_Provided data_
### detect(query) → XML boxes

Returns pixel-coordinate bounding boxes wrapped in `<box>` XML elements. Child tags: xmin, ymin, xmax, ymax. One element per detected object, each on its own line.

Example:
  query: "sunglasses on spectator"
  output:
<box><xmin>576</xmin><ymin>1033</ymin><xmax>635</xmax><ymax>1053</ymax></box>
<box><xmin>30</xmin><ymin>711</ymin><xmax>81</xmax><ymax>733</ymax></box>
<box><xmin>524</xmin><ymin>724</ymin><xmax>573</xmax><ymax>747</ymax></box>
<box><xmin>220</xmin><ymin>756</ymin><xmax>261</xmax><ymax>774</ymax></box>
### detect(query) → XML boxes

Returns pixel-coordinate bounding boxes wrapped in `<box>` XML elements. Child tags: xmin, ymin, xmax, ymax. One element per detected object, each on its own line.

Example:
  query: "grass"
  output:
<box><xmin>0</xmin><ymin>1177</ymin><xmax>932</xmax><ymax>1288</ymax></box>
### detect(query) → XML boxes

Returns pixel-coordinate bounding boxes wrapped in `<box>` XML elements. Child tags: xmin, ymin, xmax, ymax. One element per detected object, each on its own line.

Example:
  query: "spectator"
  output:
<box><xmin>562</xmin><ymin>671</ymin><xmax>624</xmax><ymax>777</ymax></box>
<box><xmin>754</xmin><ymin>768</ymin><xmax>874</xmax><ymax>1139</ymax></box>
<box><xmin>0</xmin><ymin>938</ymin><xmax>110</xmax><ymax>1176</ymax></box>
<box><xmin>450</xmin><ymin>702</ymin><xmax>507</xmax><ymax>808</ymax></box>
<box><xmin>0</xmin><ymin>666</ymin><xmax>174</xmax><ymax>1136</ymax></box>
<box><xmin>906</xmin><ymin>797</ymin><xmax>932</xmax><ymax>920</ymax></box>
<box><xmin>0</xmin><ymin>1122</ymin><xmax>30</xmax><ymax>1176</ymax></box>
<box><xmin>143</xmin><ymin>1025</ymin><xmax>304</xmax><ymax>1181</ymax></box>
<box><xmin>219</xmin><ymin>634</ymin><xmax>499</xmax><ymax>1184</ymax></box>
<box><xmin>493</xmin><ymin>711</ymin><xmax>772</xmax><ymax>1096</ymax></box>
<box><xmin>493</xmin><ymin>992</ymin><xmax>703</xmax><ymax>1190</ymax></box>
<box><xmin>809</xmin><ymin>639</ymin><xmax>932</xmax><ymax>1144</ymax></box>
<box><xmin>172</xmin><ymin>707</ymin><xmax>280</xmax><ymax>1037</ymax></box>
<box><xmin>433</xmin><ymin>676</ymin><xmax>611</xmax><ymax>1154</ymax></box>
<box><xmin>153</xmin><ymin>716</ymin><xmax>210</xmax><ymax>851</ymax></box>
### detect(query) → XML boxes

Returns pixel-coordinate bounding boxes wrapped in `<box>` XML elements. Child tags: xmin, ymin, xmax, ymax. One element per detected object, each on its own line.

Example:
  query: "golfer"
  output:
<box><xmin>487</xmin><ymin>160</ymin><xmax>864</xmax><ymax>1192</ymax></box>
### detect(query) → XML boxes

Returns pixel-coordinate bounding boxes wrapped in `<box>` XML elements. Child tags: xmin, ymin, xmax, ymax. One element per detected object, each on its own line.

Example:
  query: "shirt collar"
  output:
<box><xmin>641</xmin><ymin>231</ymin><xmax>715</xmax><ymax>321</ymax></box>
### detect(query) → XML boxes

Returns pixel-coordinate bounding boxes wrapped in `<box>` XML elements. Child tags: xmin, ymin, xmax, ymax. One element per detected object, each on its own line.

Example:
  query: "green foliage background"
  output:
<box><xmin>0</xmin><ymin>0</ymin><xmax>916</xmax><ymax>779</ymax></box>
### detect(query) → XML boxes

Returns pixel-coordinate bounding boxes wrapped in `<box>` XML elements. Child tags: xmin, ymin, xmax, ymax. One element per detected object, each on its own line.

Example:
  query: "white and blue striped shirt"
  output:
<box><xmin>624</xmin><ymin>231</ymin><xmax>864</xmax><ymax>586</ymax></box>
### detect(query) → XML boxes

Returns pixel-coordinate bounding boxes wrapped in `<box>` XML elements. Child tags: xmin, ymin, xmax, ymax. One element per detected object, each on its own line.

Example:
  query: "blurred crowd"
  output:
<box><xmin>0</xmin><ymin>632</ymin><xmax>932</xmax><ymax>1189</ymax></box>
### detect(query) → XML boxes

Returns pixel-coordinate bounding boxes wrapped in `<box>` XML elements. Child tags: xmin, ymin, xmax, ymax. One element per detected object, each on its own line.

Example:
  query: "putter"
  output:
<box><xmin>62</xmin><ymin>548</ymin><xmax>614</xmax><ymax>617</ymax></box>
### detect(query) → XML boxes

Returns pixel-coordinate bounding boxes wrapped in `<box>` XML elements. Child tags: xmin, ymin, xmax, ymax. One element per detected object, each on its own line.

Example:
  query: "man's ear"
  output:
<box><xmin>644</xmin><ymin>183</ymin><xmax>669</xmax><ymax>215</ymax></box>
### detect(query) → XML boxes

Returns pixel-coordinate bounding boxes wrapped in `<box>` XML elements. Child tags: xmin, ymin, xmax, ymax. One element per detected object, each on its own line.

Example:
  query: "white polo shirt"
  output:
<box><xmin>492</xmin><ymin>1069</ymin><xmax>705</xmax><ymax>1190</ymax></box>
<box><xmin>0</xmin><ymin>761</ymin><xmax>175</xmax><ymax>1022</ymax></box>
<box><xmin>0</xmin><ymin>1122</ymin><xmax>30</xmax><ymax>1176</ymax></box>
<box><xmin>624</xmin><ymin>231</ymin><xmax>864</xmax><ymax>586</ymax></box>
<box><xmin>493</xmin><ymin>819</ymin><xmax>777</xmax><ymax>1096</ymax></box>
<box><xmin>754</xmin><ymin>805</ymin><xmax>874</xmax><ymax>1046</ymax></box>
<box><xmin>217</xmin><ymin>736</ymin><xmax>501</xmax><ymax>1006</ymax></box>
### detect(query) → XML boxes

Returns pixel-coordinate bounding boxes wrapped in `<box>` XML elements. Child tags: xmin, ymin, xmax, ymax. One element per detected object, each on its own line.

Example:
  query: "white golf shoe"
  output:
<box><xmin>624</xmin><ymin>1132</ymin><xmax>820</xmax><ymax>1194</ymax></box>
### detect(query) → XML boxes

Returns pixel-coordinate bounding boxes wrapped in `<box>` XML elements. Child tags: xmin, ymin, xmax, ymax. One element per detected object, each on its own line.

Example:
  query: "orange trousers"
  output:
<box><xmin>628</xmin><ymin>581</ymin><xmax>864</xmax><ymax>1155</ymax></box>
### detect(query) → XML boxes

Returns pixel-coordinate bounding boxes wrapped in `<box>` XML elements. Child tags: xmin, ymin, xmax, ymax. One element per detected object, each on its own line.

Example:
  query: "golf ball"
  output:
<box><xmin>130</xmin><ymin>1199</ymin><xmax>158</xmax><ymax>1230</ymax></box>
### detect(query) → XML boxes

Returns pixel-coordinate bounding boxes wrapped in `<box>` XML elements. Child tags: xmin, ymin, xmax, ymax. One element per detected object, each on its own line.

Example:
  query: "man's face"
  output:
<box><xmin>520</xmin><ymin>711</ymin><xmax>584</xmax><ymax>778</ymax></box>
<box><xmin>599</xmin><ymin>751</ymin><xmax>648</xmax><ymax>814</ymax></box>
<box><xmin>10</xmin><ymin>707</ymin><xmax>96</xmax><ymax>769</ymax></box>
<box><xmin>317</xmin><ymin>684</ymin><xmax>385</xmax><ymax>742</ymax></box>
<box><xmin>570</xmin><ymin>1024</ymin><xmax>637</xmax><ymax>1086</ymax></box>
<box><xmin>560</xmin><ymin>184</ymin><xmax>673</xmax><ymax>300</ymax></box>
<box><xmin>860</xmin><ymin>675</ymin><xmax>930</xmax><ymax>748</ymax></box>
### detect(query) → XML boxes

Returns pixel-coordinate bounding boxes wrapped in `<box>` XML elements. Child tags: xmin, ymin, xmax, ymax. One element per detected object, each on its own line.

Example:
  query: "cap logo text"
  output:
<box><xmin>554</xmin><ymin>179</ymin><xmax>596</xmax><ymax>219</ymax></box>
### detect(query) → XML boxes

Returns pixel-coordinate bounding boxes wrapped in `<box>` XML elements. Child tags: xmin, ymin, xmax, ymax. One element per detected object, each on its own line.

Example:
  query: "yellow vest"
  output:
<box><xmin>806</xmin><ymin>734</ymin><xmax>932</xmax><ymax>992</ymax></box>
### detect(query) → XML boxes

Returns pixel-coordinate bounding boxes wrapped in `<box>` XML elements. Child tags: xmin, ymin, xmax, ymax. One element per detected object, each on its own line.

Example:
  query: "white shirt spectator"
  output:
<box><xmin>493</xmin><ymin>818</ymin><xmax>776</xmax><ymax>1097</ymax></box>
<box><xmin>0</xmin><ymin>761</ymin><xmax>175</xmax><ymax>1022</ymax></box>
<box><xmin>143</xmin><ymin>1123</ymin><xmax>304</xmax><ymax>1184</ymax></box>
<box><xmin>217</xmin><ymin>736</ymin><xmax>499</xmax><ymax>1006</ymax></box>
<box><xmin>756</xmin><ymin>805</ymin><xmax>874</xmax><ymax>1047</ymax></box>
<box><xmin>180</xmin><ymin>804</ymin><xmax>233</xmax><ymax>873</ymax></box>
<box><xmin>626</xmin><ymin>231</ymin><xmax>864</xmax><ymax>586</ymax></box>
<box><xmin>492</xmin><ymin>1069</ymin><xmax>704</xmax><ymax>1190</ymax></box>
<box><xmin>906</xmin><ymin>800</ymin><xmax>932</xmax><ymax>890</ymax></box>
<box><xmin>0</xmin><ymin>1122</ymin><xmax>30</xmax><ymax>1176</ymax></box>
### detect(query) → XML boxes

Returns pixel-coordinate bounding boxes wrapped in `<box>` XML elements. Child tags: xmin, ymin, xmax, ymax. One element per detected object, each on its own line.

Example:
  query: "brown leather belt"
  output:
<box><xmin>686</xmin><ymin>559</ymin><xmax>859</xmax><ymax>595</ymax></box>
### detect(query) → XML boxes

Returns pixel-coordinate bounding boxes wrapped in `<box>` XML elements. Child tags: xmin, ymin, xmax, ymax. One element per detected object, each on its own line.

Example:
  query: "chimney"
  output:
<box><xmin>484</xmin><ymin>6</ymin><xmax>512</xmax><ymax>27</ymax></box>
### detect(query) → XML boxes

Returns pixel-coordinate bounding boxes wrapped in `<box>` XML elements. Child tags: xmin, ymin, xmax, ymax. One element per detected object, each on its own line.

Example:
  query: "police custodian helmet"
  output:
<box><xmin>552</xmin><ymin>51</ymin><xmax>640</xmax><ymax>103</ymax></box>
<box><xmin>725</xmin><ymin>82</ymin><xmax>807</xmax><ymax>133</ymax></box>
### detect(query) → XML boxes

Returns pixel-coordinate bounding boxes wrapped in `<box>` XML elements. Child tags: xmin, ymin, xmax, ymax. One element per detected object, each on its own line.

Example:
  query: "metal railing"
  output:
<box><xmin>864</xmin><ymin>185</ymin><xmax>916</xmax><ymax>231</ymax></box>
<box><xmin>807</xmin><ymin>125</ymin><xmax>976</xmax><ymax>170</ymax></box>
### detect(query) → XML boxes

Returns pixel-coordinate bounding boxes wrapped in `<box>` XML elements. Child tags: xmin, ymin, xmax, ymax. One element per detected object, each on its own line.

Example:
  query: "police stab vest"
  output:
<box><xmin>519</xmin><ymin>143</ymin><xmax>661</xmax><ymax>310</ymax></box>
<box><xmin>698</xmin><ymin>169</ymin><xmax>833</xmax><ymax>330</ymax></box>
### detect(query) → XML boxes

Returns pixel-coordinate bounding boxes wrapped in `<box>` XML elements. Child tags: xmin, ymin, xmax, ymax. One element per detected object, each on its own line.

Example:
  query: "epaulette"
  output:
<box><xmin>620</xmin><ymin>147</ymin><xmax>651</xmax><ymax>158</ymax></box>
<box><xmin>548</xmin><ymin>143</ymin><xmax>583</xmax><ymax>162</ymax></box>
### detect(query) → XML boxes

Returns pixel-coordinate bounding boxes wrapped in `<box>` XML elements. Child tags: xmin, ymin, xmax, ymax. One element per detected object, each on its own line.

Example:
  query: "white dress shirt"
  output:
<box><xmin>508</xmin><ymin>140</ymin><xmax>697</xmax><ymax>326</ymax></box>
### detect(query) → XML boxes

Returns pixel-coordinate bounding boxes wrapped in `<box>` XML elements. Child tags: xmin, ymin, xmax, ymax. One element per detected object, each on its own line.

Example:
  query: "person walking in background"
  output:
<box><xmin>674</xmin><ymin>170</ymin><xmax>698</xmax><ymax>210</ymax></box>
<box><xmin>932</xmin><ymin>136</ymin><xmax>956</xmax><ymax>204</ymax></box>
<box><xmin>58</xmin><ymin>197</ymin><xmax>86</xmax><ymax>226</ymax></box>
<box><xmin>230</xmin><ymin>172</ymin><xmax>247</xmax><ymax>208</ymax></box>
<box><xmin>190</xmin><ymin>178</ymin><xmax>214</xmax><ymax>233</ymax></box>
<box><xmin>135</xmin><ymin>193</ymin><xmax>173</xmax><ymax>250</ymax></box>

_The exercise_
Report how many lines of the data above contain the string "vest", with case counting, and give only that number.

_Written answer_
2